WORK TO BE COMPLETED: Repeat the lines beginning at the one with "the swan's head" and running to the end of the material, keeping the first and last of them, exactly as they appear.

-- begin --

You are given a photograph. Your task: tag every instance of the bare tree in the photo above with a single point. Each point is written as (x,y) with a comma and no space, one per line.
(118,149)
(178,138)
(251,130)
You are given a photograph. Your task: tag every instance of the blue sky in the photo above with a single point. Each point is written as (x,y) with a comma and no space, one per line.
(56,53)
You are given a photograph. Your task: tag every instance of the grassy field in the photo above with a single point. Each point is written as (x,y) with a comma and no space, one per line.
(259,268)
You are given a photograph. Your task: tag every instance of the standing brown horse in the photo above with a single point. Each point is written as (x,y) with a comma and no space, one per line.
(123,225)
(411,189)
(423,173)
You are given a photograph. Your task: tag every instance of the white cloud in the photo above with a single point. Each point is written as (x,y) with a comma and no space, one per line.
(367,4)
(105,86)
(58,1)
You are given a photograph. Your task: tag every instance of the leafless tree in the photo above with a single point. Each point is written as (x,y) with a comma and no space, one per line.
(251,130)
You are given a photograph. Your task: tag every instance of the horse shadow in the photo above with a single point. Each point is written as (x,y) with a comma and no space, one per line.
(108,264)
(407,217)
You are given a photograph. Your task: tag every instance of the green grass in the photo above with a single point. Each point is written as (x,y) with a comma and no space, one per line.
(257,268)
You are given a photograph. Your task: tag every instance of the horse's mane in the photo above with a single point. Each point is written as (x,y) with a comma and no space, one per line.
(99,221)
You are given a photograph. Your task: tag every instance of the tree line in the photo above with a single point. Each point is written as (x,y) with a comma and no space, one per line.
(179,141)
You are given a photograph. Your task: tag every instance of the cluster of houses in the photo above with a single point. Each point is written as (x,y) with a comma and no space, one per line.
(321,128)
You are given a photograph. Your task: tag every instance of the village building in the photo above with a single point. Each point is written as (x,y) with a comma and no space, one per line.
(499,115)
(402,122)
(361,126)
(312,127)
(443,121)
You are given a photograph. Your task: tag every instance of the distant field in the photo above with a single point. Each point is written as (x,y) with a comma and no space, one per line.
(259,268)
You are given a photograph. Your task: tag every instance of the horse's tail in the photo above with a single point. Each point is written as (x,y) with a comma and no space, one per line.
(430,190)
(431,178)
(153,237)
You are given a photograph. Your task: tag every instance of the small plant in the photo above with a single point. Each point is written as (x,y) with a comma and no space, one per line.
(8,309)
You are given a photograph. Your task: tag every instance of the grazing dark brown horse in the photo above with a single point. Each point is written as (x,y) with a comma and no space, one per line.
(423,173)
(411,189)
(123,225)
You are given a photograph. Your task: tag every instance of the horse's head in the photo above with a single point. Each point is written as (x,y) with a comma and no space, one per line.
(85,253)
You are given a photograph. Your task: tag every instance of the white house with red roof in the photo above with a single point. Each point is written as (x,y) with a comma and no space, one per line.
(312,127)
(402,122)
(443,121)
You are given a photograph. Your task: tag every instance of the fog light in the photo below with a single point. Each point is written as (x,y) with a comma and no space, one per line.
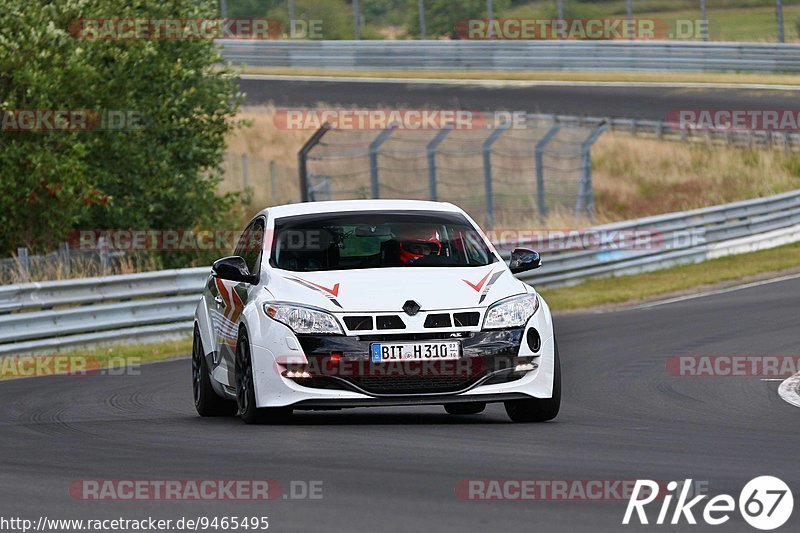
(295,374)
(534,340)
(525,367)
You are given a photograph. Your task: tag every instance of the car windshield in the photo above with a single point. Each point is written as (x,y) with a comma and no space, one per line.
(344,241)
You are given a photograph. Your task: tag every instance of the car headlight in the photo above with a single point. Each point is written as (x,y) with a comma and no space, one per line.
(303,319)
(511,312)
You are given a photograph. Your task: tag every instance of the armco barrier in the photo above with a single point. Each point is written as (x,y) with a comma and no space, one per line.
(691,56)
(60,314)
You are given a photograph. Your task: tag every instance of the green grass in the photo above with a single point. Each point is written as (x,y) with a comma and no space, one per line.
(111,356)
(628,289)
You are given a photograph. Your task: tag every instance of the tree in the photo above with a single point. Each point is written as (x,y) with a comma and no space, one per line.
(442,16)
(161,172)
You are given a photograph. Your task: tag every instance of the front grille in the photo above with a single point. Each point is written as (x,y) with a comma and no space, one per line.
(406,337)
(411,385)
(358,323)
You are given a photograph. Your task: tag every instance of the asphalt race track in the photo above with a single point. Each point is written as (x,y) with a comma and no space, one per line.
(632,102)
(623,417)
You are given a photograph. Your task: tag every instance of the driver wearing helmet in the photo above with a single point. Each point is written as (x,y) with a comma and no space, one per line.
(419,243)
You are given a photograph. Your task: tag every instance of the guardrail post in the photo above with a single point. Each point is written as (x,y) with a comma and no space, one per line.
(585,200)
(272,181)
(374,147)
(302,157)
(24,263)
(66,259)
(431,149)
(487,171)
(539,157)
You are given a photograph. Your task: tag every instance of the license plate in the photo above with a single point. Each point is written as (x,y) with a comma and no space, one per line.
(414,351)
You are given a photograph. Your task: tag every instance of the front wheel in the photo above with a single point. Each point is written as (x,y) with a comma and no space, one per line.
(539,409)
(245,391)
(206,401)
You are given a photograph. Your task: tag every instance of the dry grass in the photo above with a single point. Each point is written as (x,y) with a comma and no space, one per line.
(638,177)
(53,268)
(633,177)
(734,78)
(684,279)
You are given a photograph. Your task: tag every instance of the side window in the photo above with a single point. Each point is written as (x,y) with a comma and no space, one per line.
(251,244)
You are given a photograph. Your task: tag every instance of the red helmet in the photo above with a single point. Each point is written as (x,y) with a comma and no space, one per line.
(418,243)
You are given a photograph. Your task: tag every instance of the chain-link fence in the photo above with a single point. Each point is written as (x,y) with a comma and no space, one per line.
(502,175)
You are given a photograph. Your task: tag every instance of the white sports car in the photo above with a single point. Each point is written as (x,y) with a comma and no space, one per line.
(363,303)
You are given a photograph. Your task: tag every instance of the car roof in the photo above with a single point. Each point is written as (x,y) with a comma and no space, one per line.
(307,208)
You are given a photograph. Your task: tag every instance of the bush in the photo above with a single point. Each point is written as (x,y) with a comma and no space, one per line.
(162,174)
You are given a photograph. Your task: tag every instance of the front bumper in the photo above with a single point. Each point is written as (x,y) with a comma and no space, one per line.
(489,369)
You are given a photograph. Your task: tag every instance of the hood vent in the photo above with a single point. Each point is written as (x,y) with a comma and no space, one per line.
(389,322)
(358,323)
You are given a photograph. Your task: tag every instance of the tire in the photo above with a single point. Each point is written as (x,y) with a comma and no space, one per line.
(472,408)
(245,391)
(538,409)
(206,401)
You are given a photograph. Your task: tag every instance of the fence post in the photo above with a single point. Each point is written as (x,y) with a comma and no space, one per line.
(487,171)
(539,155)
(302,157)
(272,179)
(374,146)
(24,263)
(585,200)
(431,149)
(245,179)
(102,248)
(66,259)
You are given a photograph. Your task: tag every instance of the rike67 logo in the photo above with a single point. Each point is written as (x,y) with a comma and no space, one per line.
(765,503)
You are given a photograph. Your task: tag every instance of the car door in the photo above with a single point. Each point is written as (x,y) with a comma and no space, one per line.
(230,298)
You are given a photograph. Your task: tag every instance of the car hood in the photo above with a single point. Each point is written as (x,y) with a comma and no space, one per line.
(387,289)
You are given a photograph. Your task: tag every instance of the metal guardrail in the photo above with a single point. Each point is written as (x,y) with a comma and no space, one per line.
(516,55)
(664,130)
(60,314)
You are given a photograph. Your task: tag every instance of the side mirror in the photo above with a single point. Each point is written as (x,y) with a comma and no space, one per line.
(523,260)
(233,268)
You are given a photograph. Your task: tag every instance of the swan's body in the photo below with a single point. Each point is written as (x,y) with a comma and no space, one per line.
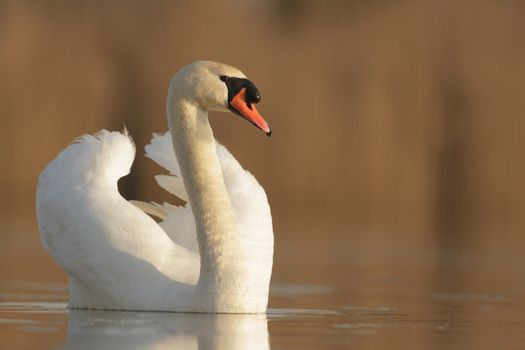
(213,255)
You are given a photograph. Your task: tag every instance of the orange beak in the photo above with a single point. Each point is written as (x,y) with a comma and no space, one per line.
(247,111)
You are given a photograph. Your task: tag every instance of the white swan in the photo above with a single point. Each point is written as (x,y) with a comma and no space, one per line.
(213,255)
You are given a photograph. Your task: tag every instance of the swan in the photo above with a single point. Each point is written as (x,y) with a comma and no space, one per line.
(212,255)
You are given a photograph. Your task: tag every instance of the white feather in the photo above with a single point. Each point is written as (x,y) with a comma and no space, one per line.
(117,257)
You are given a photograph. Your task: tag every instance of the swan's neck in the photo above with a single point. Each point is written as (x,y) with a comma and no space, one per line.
(197,156)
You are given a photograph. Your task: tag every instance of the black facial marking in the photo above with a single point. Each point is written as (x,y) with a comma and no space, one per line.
(236,84)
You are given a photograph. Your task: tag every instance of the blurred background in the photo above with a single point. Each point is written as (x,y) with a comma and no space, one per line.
(396,123)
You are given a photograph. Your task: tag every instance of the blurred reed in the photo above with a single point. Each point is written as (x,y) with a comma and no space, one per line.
(392,120)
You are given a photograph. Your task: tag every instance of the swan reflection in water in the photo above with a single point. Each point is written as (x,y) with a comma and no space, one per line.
(91,329)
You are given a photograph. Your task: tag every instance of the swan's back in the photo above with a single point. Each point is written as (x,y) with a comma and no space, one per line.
(115,255)
(248,199)
(118,257)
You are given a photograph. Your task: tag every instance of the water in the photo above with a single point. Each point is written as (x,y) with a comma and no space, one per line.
(322,297)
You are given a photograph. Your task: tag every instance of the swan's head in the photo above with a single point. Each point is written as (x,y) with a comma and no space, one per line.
(216,86)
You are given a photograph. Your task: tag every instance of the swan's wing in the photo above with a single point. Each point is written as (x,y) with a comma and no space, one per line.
(178,222)
(116,256)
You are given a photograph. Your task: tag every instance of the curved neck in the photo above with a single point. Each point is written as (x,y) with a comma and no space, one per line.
(196,153)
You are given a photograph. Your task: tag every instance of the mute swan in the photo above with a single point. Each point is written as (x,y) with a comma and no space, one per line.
(213,255)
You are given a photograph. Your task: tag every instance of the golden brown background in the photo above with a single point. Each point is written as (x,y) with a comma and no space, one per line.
(394,121)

-- end --

COMPLETE OUTPUT:
You are given a photograph. Your task: tag every instance of the swan's head in the photo above with a single point. Each point is written as (x,y) with a comma and no space, one per line.
(216,86)
You are given a photograph. Your task: tag every instance of the swan's wing in the photo above with a single point. Each point is written as (x,y) with a comma and no space, one per line.
(178,222)
(116,256)
You are given a photograph. Your task: tag every instance of the curved neck in the photo above with a single point. Each point is written as (x,y) with a comma and no space, one per line.
(196,153)
You are given a photograph. Your task: tag every instance of the mute swan in the photo above with a single point. Each point is written as (x,y) with a comma and no space, one per line.
(213,255)
You are given a photograph. Your task: tag every instance of the golden brown background in the photo above with a single point. Each point is written as (x,y) with a comma and no space, one per line.
(394,121)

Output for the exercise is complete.